→ Written problem
Collect every line of the data below that contains the word "balcony", copying each line in full. Case counts.

→ Input material
——

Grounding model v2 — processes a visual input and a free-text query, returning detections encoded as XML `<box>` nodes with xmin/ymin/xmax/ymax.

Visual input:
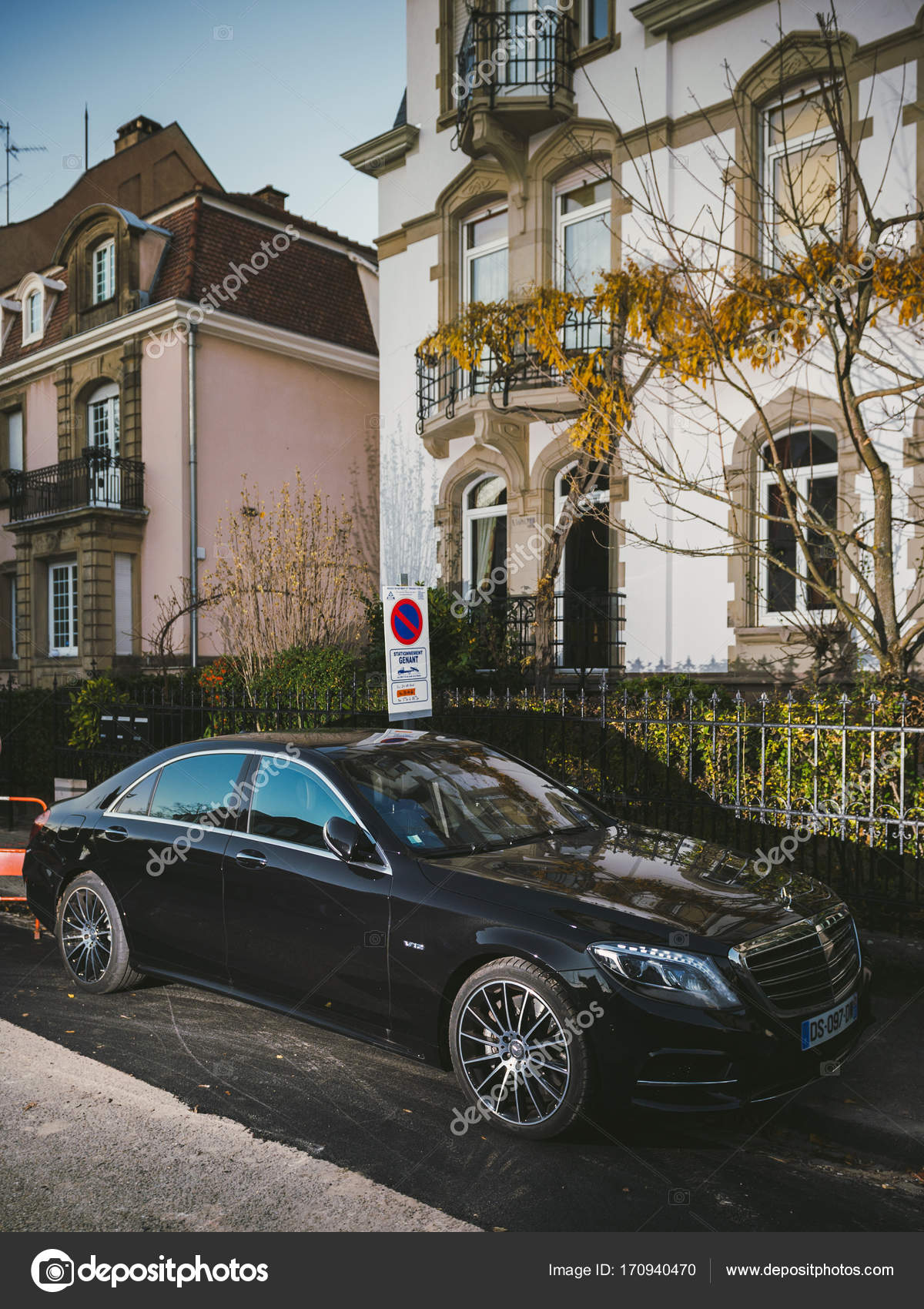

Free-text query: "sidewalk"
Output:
<box><xmin>0</xmin><ymin>1023</ymin><xmax>479</xmax><ymax>1232</ymax></box>
<box><xmin>787</xmin><ymin>931</ymin><xmax>924</xmax><ymax>1172</ymax></box>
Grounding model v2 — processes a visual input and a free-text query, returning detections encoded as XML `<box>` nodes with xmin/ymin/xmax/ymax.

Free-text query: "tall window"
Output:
<box><xmin>22</xmin><ymin>290</ymin><xmax>42</xmax><ymax>342</ymax></box>
<box><xmin>581</xmin><ymin>0</ymin><xmax>610</xmax><ymax>46</ymax></box>
<box><xmin>761</xmin><ymin>430</ymin><xmax>838</xmax><ymax>621</ymax></box>
<box><xmin>49</xmin><ymin>561</ymin><xmax>79</xmax><ymax>654</ymax></box>
<box><xmin>4</xmin><ymin>408</ymin><xmax>22</xmax><ymax>473</ymax></box>
<box><xmin>462</xmin><ymin>475</ymin><xmax>507</xmax><ymax>597</ymax></box>
<box><xmin>93</xmin><ymin>241</ymin><xmax>116</xmax><ymax>305</ymax></box>
<box><xmin>765</xmin><ymin>90</ymin><xmax>840</xmax><ymax>266</ymax></box>
<box><xmin>462</xmin><ymin>209</ymin><xmax>507</xmax><ymax>305</ymax></box>
<box><xmin>86</xmin><ymin>383</ymin><xmax>119</xmax><ymax>456</ymax></box>
<box><xmin>86</xmin><ymin>382</ymin><xmax>122</xmax><ymax>505</ymax></box>
<box><xmin>555</xmin><ymin>178</ymin><xmax>612</xmax><ymax>295</ymax></box>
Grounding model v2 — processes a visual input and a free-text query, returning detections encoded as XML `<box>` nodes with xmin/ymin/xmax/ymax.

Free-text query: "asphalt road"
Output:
<box><xmin>0</xmin><ymin>916</ymin><xmax>924</xmax><ymax>1232</ymax></box>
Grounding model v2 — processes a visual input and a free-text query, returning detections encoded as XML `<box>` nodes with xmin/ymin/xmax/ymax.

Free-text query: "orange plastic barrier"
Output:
<box><xmin>0</xmin><ymin>796</ymin><xmax>49</xmax><ymax>941</ymax></box>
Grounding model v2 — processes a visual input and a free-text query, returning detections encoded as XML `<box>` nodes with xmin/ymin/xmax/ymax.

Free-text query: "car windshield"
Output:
<box><xmin>338</xmin><ymin>741</ymin><xmax>602</xmax><ymax>856</ymax></box>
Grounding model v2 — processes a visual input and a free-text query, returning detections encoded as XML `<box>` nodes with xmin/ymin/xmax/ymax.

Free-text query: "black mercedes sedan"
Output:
<box><xmin>24</xmin><ymin>729</ymin><xmax>869</xmax><ymax>1137</ymax></box>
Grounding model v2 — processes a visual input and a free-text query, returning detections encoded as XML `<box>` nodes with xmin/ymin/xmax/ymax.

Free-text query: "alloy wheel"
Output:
<box><xmin>458</xmin><ymin>979</ymin><xmax>571</xmax><ymax>1127</ymax></box>
<box><xmin>62</xmin><ymin>886</ymin><xmax>112</xmax><ymax>982</ymax></box>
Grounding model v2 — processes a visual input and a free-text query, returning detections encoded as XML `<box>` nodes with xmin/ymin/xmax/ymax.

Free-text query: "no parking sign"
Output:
<box><xmin>382</xmin><ymin>587</ymin><xmax>434</xmax><ymax>718</ymax></box>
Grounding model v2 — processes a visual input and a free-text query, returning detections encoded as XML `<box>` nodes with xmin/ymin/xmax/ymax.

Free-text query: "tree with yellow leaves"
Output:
<box><xmin>420</xmin><ymin>11</ymin><xmax>924</xmax><ymax>681</ymax></box>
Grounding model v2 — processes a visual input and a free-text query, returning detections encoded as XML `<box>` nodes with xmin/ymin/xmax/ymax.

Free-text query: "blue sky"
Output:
<box><xmin>0</xmin><ymin>0</ymin><xmax>404</xmax><ymax>241</ymax></box>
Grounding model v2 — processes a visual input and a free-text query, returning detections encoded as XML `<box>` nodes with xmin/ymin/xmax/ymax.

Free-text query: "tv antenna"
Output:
<box><xmin>0</xmin><ymin>123</ymin><xmax>49</xmax><ymax>226</ymax></box>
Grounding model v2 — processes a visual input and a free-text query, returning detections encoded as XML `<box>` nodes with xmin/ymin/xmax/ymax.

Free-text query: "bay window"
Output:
<box><xmin>462</xmin><ymin>208</ymin><xmax>509</xmax><ymax>305</ymax></box>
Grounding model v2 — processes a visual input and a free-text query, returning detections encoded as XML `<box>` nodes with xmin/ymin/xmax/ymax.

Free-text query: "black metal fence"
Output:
<box><xmin>38</xmin><ymin>677</ymin><xmax>924</xmax><ymax>922</ymax></box>
<box><xmin>456</xmin><ymin>587</ymin><xmax>625</xmax><ymax>678</ymax></box>
<box><xmin>417</xmin><ymin>309</ymin><xmax>612</xmax><ymax>432</ymax></box>
<box><xmin>4</xmin><ymin>447</ymin><xmax>144</xmax><ymax>522</ymax></box>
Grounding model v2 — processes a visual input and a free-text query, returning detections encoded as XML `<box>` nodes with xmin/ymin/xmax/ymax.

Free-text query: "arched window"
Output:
<box><xmin>555</xmin><ymin>464</ymin><xmax>607</xmax><ymax>669</ymax></box>
<box><xmin>86</xmin><ymin>382</ymin><xmax>122</xmax><ymax>505</ymax></box>
<box><xmin>462</xmin><ymin>474</ymin><xmax>507</xmax><ymax>597</ymax></box>
<box><xmin>759</xmin><ymin>430</ymin><xmax>838</xmax><ymax>622</ymax></box>
<box><xmin>92</xmin><ymin>237</ymin><xmax>116</xmax><ymax>305</ymax></box>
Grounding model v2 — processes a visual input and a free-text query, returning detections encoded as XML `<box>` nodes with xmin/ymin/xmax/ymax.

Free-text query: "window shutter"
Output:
<box><xmin>112</xmin><ymin>555</ymin><xmax>133</xmax><ymax>654</ymax></box>
<box><xmin>6</xmin><ymin>410</ymin><xmax>22</xmax><ymax>470</ymax></box>
<box><xmin>453</xmin><ymin>0</ymin><xmax>471</xmax><ymax>55</ymax></box>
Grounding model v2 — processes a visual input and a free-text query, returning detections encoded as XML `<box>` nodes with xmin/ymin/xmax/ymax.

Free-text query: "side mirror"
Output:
<box><xmin>323</xmin><ymin>819</ymin><xmax>376</xmax><ymax>862</ymax></box>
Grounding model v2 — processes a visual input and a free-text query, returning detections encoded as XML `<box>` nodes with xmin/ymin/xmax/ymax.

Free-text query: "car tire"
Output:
<box><xmin>55</xmin><ymin>873</ymin><xmax>142</xmax><ymax>995</ymax></box>
<box><xmin>449</xmin><ymin>957</ymin><xmax>591</xmax><ymax>1140</ymax></box>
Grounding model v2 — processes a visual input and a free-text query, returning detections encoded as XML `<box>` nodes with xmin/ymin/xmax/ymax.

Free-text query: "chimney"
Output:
<box><xmin>254</xmin><ymin>182</ymin><xmax>290</xmax><ymax>209</ymax></box>
<box><xmin>116</xmin><ymin>114</ymin><xmax>162</xmax><ymax>155</ymax></box>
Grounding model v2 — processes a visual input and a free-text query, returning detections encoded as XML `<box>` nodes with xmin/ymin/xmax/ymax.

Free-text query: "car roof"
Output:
<box><xmin>180</xmin><ymin>728</ymin><xmax>483</xmax><ymax>754</ymax></box>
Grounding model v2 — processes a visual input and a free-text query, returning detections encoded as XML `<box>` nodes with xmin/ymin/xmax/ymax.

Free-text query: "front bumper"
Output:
<box><xmin>593</xmin><ymin>965</ymin><xmax>872</xmax><ymax>1113</ymax></box>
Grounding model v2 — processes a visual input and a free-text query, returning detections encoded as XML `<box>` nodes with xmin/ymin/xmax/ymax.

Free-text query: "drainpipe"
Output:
<box><xmin>186</xmin><ymin>323</ymin><xmax>199</xmax><ymax>668</ymax></box>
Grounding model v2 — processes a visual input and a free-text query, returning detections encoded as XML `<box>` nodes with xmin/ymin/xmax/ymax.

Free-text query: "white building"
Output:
<box><xmin>346</xmin><ymin>0</ymin><xmax>924</xmax><ymax>673</ymax></box>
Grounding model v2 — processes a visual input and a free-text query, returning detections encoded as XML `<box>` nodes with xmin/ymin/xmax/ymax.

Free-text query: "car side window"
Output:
<box><xmin>112</xmin><ymin>768</ymin><xmax>159</xmax><ymax>814</ymax></box>
<box><xmin>150</xmin><ymin>750</ymin><xmax>247</xmax><ymax>827</ymax></box>
<box><xmin>247</xmin><ymin>755</ymin><xmax>356</xmax><ymax>849</ymax></box>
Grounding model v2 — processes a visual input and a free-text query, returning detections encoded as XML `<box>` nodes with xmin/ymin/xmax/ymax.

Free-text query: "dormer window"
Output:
<box><xmin>93</xmin><ymin>238</ymin><xmax>116</xmax><ymax>305</ymax></box>
<box><xmin>22</xmin><ymin>290</ymin><xmax>42</xmax><ymax>342</ymax></box>
<box><xmin>15</xmin><ymin>273</ymin><xmax>65</xmax><ymax>346</ymax></box>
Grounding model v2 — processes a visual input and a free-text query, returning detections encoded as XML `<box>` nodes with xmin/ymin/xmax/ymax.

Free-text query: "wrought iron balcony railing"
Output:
<box><xmin>454</xmin><ymin>7</ymin><xmax>574</xmax><ymax>126</ymax></box>
<box><xmin>2</xmin><ymin>447</ymin><xmax>144</xmax><ymax>522</ymax></box>
<box><xmin>417</xmin><ymin>310</ymin><xmax>611</xmax><ymax>434</ymax></box>
<box><xmin>467</xmin><ymin>587</ymin><xmax>625</xmax><ymax>673</ymax></box>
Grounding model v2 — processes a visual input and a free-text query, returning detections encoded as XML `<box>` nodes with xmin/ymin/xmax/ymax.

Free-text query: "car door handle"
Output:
<box><xmin>234</xmin><ymin>849</ymin><xmax>266</xmax><ymax>868</ymax></box>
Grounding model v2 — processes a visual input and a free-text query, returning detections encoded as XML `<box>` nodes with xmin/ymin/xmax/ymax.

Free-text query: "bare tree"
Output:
<box><xmin>423</xmin><ymin>11</ymin><xmax>924</xmax><ymax>679</ymax></box>
<box><xmin>146</xmin><ymin>578</ymin><xmax>221</xmax><ymax>690</ymax></box>
<box><xmin>207</xmin><ymin>471</ymin><xmax>368</xmax><ymax>696</ymax></box>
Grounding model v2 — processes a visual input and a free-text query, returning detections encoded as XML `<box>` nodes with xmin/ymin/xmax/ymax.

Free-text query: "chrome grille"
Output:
<box><xmin>732</xmin><ymin>905</ymin><xmax>860</xmax><ymax>1013</ymax></box>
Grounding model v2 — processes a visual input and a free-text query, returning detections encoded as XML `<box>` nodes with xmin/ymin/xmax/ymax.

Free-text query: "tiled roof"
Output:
<box><xmin>155</xmin><ymin>200</ymin><xmax>376</xmax><ymax>355</ymax></box>
<box><xmin>0</xmin><ymin>194</ymin><xmax>377</xmax><ymax>369</ymax></box>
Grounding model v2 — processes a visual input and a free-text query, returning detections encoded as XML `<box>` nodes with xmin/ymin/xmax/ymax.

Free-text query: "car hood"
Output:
<box><xmin>421</xmin><ymin>823</ymin><xmax>839</xmax><ymax>945</ymax></box>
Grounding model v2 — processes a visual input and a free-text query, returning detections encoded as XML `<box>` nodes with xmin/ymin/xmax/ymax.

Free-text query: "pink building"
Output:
<box><xmin>0</xmin><ymin>119</ymin><xmax>378</xmax><ymax>685</ymax></box>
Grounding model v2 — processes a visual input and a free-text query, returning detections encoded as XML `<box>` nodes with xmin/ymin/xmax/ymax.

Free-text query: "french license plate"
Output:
<box><xmin>802</xmin><ymin>995</ymin><xmax>857</xmax><ymax>1050</ymax></box>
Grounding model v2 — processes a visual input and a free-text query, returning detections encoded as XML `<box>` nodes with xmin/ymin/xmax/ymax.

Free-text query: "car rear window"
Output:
<box><xmin>150</xmin><ymin>750</ymin><xmax>249</xmax><ymax>827</ymax></box>
<box><xmin>114</xmin><ymin>768</ymin><xmax>159</xmax><ymax>814</ymax></box>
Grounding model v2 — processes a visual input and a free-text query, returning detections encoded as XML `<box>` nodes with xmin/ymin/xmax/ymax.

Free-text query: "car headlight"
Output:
<box><xmin>591</xmin><ymin>941</ymin><xmax>741</xmax><ymax>1009</ymax></box>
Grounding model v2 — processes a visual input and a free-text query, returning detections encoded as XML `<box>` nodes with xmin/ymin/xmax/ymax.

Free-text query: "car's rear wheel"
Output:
<box><xmin>56</xmin><ymin>873</ymin><xmax>142</xmax><ymax>995</ymax></box>
<box><xmin>449</xmin><ymin>958</ymin><xmax>591</xmax><ymax>1139</ymax></box>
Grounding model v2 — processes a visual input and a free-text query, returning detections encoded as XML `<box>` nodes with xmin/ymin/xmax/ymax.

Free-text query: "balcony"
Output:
<box><xmin>2</xmin><ymin>447</ymin><xmax>144</xmax><ymax>522</ymax></box>
<box><xmin>467</xmin><ymin>587</ymin><xmax>625</xmax><ymax>675</ymax></box>
<box><xmin>417</xmin><ymin>310</ymin><xmax>611</xmax><ymax>436</ymax></box>
<box><xmin>454</xmin><ymin>9</ymin><xmax>574</xmax><ymax>155</ymax></box>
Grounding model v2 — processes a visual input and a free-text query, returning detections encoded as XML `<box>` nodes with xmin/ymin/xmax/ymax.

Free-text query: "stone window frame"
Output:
<box><xmin>89</xmin><ymin>234</ymin><xmax>119</xmax><ymax>309</ymax></box>
<box><xmin>45</xmin><ymin>554</ymin><xmax>82</xmax><ymax>658</ymax></box>
<box><xmin>460</xmin><ymin>470</ymin><xmax>511</xmax><ymax>591</ymax></box>
<box><xmin>728</xmin><ymin>32</ymin><xmax>873</xmax><ymax>266</ymax></box>
<box><xmin>728</xmin><ymin>389</ymin><xmax>861</xmax><ymax>647</ymax></box>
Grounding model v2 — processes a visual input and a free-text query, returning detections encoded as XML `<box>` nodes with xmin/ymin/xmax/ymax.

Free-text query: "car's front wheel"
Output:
<box><xmin>449</xmin><ymin>958</ymin><xmax>591</xmax><ymax>1139</ymax></box>
<box><xmin>56</xmin><ymin>873</ymin><xmax>142</xmax><ymax>995</ymax></box>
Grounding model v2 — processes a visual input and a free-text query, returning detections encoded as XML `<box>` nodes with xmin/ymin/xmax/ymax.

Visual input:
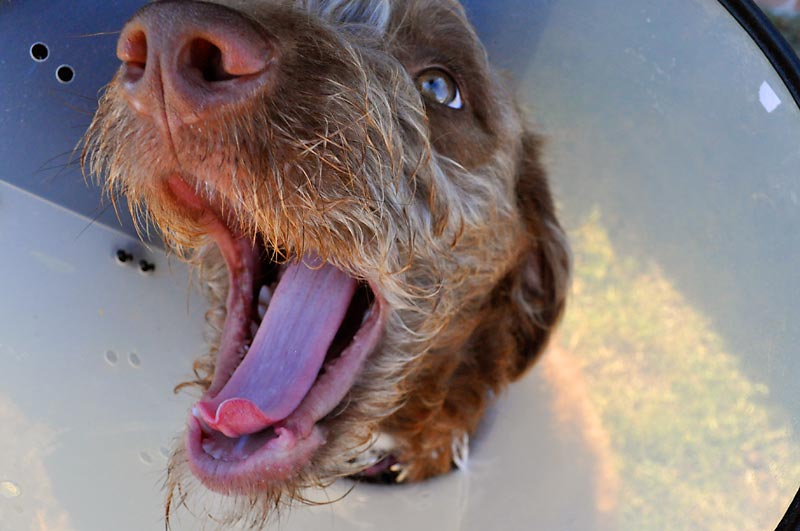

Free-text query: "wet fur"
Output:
<box><xmin>84</xmin><ymin>0</ymin><xmax>569</xmax><ymax>527</ymax></box>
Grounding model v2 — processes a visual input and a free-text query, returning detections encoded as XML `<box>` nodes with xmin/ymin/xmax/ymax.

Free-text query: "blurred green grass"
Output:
<box><xmin>562</xmin><ymin>213</ymin><xmax>800</xmax><ymax>531</ymax></box>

——

→ Solution for this task
Free-text query: "wrought iron balcony railing"
Free-text query: "balcony"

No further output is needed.